SET PROBLEM 1> In the records, begin at the line that has "Point out the citrus fruit" and stop after the line that has "(1126, 634)". Reproduce only those lines with "shadow" switched to "silhouette" and everything else left as it is.

★ ★ ★

All of lore.kernel.org
 help / color / mirror / Atom feed
From: "Dongseok Yi" <dseok.yi@samsung.com>
To: "'Yunsheng Lin'" <linyunsheng@huawei.com>,
	"'Willem de Bruijn'" <willemdebruijn.kernel@gmail.com>
Cc: "'David S. Miller'" <davem@davemloft.net>,
	"'Jakub Kicinski'" <kuba@kernel.org>,
	"'Miaohe Lin'" <linmiaohe@huawei.com>,
	"'Willem de Bruijn'" <willemb@google.com>,
	"'Paolo Abeni'" <pabeni@redhat.com>,
	"'Florian Westphal'" <fw@strlen.de>,
	"'Al Viro'" <viro@zeniv.linux.org.uk>,
	"'Guillaume Nault'" <gnault@redhat.com>,
	"'Steffen Klassert'" <steffen.klassert@secunet.com>,
	"'Yadu Kishore'" <kyk.segfault@gmail.com>,
	"'Marco Elver'" <elver@google.com>,
	"'Network Development'" <netdev@vger.kernel.org>,
	"'LKML'" <linux-kernel@vger.kernel.org>,
	<namkyu78.kim@samsung.com>
Subject: RE: [PATCH net] net: fix use-after-free when UDP GRO with shared fraglist
Date: Wed, 21 Apr 2021 20:04:08 +0900	[thread overview]
Message-ID: <077f01d7369e$0d8a2950$289e7bf0$@samsung.com> (raw)
In-Reply-To: <e84b4a2b-a009-7c8c-c6c7-57f82ab74a59@huawei.com>

On Wed, Apr 21, 2021 at 05:42:12PM +0800, Yunsheng Lin wrote:
> On 2021/4/19 8:35, Dongseok Yi wrote:
> > On Sat, Apr 17, 2021 at 11:44:35AM +0800, Yunsheng Lin wrote:
> >>
> >> On 2021/1/6 11:32, Dongseok Yi wrote:
> >>> On 2021-01-06 12:07, Willem de Bruijn wrote:
> >>>>
> >>>> On Tue, Jan 5, 2021 at 8:29 PM Dongseok Yi <dseok.yi@samsung.com> wrote:
> >>>>>
> >>>>> On 2021-01-05 06:03, Willem de Bruijn wrote:
> >>>>>>
> >>>>>> On Mon, Jan 4, 2021 at 4:00 AM Dongseok Yi <dseok.yi@samsung.com> wrote:
> >>>>>>>
> >>>>>>> skbs in frag_list could be shared by pskb_expand_head() from BPF.
> >>>>>>
> >>>>>> Can you elaborate on the BPF connection?

★ ★ ★

SET PROBLEM 2> Pick up the mailing-list thread on the UDP GRO fraglist use-after-free fix right after its final line and carry it forward.

MATERIAL SHOWN>

★ ★ ★

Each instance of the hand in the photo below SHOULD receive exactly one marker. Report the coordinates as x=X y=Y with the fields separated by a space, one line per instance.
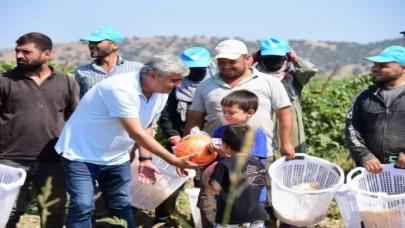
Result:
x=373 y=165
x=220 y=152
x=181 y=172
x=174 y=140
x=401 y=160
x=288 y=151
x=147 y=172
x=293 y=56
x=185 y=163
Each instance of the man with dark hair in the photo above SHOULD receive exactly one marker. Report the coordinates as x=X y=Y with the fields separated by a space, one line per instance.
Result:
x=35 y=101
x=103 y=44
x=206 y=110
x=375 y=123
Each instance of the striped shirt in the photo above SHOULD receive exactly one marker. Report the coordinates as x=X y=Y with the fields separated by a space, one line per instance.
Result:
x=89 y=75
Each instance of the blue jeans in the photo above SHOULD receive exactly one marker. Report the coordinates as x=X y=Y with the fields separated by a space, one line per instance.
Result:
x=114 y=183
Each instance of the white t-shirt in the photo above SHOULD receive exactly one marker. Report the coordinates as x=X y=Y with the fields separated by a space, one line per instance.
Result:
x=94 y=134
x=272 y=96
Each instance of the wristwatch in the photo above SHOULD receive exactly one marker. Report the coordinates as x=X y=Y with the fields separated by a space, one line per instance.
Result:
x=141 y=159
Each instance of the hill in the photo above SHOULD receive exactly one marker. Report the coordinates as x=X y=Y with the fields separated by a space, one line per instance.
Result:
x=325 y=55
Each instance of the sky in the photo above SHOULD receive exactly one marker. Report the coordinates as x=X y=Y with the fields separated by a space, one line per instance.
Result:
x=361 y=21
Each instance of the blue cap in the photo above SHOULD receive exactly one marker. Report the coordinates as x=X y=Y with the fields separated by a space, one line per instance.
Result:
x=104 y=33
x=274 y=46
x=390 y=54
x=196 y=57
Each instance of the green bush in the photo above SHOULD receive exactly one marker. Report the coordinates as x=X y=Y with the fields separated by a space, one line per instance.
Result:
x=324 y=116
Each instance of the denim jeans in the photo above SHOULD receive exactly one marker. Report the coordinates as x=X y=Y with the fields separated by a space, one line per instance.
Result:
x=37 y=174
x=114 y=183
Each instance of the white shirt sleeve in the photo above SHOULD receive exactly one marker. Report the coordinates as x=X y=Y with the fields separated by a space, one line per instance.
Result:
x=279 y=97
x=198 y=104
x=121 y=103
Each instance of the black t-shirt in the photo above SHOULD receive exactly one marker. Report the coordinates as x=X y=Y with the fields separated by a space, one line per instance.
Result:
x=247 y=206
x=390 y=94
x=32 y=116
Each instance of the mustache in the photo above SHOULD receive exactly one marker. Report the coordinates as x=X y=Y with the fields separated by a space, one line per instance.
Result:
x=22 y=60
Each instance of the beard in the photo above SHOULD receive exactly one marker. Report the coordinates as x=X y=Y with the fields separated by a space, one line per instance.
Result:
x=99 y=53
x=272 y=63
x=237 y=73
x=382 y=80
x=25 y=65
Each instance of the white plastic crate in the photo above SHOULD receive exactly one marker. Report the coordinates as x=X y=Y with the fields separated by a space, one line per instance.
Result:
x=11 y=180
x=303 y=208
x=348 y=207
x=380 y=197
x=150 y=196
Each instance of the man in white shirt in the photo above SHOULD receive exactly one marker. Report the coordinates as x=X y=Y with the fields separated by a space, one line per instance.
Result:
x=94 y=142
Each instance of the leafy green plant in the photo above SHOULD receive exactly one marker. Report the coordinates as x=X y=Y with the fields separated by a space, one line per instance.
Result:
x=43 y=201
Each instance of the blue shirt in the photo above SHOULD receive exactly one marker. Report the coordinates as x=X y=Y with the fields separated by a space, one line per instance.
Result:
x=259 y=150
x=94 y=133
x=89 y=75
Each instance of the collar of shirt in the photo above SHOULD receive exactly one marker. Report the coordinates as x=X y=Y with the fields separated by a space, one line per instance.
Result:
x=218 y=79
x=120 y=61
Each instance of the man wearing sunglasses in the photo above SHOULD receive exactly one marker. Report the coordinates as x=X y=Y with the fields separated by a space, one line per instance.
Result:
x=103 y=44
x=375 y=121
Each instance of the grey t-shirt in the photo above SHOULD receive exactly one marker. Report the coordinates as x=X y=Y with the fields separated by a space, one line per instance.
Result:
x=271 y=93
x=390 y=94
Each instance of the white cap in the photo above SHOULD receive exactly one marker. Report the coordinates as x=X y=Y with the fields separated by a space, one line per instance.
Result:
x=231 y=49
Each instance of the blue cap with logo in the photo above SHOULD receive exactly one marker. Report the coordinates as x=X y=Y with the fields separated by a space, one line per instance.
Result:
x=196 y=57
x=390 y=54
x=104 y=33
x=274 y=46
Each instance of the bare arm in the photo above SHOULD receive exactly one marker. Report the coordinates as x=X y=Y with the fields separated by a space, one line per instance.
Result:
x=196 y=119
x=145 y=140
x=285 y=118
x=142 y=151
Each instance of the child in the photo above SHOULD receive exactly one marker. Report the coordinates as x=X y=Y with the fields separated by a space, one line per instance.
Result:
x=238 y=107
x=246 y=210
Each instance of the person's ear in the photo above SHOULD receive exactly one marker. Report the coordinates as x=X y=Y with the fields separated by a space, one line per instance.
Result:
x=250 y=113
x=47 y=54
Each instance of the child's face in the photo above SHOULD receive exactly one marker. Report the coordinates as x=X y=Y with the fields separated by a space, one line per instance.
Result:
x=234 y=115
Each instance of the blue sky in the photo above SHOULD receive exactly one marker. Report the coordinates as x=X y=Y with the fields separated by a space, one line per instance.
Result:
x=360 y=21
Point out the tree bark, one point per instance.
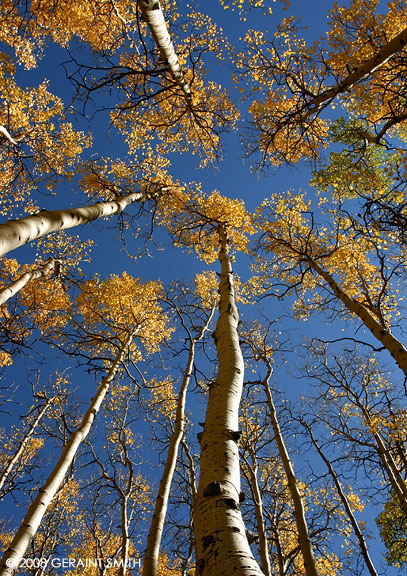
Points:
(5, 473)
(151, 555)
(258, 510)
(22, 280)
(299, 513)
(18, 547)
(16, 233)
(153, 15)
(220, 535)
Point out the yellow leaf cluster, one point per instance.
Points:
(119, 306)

★ ★ ★

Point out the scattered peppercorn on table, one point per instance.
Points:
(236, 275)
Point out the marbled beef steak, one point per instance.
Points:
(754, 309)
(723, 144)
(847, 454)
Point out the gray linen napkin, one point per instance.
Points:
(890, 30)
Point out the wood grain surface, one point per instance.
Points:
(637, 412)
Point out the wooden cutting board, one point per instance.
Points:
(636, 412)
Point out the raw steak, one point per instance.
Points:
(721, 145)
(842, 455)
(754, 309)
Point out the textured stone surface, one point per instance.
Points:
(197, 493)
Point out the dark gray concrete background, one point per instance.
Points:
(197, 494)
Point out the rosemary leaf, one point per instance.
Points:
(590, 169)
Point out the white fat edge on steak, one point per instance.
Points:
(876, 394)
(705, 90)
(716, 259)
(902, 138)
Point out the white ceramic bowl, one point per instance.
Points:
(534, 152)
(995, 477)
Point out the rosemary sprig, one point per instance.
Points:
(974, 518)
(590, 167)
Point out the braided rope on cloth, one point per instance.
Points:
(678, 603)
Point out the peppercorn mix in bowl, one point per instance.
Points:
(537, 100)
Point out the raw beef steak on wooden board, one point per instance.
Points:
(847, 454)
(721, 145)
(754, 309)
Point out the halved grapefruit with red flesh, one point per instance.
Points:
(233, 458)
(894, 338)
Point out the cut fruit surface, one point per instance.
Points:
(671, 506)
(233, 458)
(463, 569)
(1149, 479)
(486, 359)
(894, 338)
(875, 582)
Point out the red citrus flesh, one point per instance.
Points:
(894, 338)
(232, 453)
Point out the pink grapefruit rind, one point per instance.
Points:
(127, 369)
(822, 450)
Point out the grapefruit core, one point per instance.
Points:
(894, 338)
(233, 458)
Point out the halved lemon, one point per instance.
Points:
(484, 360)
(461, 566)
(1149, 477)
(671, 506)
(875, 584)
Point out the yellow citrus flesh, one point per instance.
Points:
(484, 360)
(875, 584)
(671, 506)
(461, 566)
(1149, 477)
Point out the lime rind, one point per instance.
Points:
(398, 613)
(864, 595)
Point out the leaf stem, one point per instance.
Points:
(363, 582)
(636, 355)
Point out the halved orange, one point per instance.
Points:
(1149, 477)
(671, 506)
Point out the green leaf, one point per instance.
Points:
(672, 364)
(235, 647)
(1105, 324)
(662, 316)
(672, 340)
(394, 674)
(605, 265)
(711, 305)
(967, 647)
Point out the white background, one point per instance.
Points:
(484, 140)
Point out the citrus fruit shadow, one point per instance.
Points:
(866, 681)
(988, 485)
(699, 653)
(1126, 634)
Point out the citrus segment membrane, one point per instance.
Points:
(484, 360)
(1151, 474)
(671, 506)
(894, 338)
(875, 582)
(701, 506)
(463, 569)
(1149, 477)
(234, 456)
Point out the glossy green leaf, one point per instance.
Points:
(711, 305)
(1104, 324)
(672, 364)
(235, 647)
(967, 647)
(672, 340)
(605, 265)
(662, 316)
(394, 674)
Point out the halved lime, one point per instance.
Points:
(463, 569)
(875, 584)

★ ★ ★

EXERCISE RESULT 1>
Point out the citrus fruit silhouette, one point per instance.
Points:
(866, 681)
(988, 485)
(699, 653)
(1126, 634)

EXERCISE RESULT 2>
> >>>>>
> >>>>> With the following registered ptypes,
> >>>>>
> >>>>> /proc/net # cat ptype
> >>>>> Type Device      Function
> >>>>> ALL           tpacket_rcv
> >>>>> 0800          ip_rcv.cfi_jt
> >>>>> 0011          llc_rcv.cfi_jt
> >>>>> 0004          llc_rcv.cfi_jt
> >>>>> 0806          arp_rcv
> >>>>> 86dd          ipv6_rcv.cfi_jt
> >>>>>
> >>>>> BPF checks skb_ensure_writable between tpacket_rcv and ip_rcv
> >>>>> (or ipv6_rcv). And it calls pskb_expand_head.
> >>>>>
> >>>>> [  132.051228] pskb_expand_head+0x360/0x378
> >>>>> [  132.051237] skb_ensure_writable+0xa0/0xc4
> >>>>> [  132.051249] bpf_skb_pull_data+0x28/0x60
> >>>>> [  132.051262] bpf_prog_331d69c77ea5e964_schedcls_ingres+0x5f4/0x1000
> >>>>> [  132.051273] cls_bpf_classify+0x254/0x348
> >>>>> [  132.051284] tcf_classify+0xa4/0x180
> >>>>
> >>>> Ah, you have a BPF program loaded at TC. That was not entirely obvious.
> >>>>
> >>>> This program gets called after packet sockets with ptype_all, before
> >>>> those with a specific protocol.
> >>>>
> >>>> Tcpdump will have inserted a program with ptype_all, which cloned the
> >>>> skb. This triggers skb_ensure_writable -> pskb_expand_head ->
> >>>> skb_clone_fraglist -> skb_get.
> >>>>
> >>>>> [  132.051294] __netif_receive_skb_core+0x590/0xd28
> >>>>> [  132.051303] __netif_receive_skb+0x50/0x17c
> >>>>> [  132.051312] process_backlog+0x15c/0x1b8
> >>>>>
> >>>>>>
> >>>>>>> While tcpdump, sk_receive_queue of PF_PACKET has the original frag_list.
> >>>>>>> But the same frag_list is queued to PF_INET (or PF_INET6) as the fraglist
> >>>>>>> chain made by skb_segment_list().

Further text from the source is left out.